**EXERCISE DIRECTIONS**
Pull out each line below that contains the string "grey", and reproduce those lines without changes.
_ _ _ _ _ _ _
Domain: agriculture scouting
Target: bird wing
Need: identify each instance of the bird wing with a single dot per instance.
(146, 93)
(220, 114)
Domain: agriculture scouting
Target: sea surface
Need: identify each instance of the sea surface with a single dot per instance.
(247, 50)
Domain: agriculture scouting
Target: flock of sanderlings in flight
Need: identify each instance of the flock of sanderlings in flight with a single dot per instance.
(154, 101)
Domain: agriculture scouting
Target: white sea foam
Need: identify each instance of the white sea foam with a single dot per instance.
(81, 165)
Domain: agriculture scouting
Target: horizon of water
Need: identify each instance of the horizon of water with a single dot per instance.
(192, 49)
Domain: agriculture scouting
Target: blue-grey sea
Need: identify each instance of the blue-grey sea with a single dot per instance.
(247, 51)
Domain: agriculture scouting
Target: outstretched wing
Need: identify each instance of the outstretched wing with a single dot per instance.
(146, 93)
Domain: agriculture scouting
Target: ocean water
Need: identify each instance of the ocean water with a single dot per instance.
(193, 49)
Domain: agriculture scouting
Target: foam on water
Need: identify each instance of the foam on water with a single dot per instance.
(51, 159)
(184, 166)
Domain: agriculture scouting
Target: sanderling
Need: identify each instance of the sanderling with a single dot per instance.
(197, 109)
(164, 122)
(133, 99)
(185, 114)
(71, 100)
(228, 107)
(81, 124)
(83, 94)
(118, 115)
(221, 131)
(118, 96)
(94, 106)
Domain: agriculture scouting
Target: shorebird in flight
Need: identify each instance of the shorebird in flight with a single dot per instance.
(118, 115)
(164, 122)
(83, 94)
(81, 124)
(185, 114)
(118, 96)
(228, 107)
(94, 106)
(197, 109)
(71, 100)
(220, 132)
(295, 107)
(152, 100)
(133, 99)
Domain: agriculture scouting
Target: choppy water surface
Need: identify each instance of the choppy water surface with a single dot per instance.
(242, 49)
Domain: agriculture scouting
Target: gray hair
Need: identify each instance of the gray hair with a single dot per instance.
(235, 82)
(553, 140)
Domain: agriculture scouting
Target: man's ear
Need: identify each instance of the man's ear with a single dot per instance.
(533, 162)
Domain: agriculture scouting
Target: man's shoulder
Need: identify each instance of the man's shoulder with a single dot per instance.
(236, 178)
_ _ _ _ _ _ _
**COMPLETE OUTPUT**
Target: blue-grey sea
Need: identify each instance of the blue-grey sea with a single dot per instance.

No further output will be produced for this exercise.